Dataset rows on where objects appear
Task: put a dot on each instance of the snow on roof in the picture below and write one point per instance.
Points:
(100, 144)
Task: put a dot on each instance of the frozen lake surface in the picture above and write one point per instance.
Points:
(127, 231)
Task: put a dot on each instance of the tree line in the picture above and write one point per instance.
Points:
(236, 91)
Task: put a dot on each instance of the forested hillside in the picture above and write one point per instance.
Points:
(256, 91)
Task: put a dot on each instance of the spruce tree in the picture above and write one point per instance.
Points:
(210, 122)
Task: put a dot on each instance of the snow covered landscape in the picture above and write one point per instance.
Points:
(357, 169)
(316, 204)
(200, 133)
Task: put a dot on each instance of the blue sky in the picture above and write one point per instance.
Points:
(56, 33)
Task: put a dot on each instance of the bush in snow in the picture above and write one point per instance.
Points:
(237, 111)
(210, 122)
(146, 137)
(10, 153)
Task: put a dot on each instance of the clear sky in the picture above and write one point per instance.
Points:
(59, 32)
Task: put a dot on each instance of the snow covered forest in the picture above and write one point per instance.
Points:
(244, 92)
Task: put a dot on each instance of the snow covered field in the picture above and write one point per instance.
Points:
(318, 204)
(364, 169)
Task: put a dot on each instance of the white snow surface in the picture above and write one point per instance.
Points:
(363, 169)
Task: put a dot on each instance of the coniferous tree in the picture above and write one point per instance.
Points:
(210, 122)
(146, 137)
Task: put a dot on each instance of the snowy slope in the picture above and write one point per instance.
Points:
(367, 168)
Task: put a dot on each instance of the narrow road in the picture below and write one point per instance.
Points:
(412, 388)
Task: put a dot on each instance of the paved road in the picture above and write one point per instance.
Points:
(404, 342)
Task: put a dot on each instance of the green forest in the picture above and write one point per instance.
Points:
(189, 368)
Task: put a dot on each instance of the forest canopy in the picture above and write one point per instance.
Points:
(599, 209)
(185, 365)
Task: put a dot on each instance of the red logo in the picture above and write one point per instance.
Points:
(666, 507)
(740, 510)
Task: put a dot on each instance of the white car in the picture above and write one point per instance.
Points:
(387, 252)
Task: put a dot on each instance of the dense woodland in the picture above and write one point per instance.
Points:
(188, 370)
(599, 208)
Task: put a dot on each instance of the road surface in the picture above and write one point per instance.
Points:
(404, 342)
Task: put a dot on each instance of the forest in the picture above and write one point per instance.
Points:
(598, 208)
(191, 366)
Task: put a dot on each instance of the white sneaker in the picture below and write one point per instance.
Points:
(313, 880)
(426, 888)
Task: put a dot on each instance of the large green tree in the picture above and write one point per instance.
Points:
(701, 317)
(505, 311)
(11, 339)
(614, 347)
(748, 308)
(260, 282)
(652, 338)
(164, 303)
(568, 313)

- [PROMPT]:
Repeat back the data above, exact to the last character.

- [RESULT OF THE EXERCISE]:
Task: put a dot on each instance of the snow on roof in the picture below and write one point per instance.
Points:
(100, 144)
Task: put a dot on each instance of the frozen lake surface in the picture above and write one point per instance.
Points:
(127, 231)
Task: put a dot on each instance of the tree line in the picture above and write one point per instance.
Points:
(236, 91)
Task: put a dot on each instance of the forested hillside in the picture above and write one point per instance.
Points:
(256, 91)
Task: put a dot on each instance of the spruce tree in the picture above and write one point per instance.
Points:
(210, 122)
Task: put a dot on each instance of the snow covered landscape in the picture above and write one point per instance.
Points:
(357, 169)
(316, 204)
(200, 133)
Task: put a dot on each instance of the blue sky in the picture above and write one point per instance.
Points:
(56, 33)
Task: put a dot on each instance of the bush in snow in the picture above and write one point per instance.
Points:
(237, 111)
(210, 122)
(146, 137)
(10, 153)
Task: put a dot on each instance of the clear sky in the picture above and write one point per instance.
Points:
(59, 32)
Task: put a dot on each instance of the snow covered forest in the picture above and write one point per instance.
Points:
(244, 92)
Task: put a dot on each instance of the snow covered field in the picture above and write one point per instance.
Points:
(318, 204)
(364, 169)
Task: put a dot on each instance of the white snow surface in the picture above and write one point per instance.
Points:
(363, 169)
Task: put a dot on each instance of the coniferous tree in the picture above and write one point per instance.
Points:
(210, 122)
(146, 137)
Task: put a dot on each instance of the snowy slope in the picture above and write one point per instance.
Points:
(367, 168)
Task: put a dot on each instance of the narrow road in the picture below and write one point per instance.
Points:
(412, 388)
Task: put a dot on each instance of the paved road in the picture above and write one point per instance.
Points:
(404, 342)
Task: put a dot on each instance of the green forest in the picture above and write one point per instance.
Points:
(189, 368)
Task: put a dot on each instance of the forest canopy in the picture above and write one point per instance.
Points:
(599, 209)
(185, 365)
Task: put a dot on each instance of the red logo in the picture above and write one point per instance.
Points:
(666, 507)
(740, 510)
Task: put a dot on each instance of the white car in the picture above and write one point per instance.
Points:
(387, 252)
Task: put a dot on each instance of the dense woodland in the picture above and write one point per instance.
Points:
(188, 370)
(599, 208)
Task: put a dot on each instance of the road surface in the picture above and write one point per instance.
Points:
(404, 342)
Task: put a dot on each instance of the forest in the picture above and write one point per instance.
Points:
(598, 208)
(191, 366)
Task: put a dot on each instance of the white sneaker in the picture below and write one point per instance.
Points:
(313, 880)
(426, 888)
Task: put a dot on each instance of the large green tree in the picture above and write one point per instance.
Points:
(701, 317)
(505, 311)
(11, 339)
(614, 347)
(748, 308)
(260, 282)
(652, 338)
(164, 303)
(568, 313)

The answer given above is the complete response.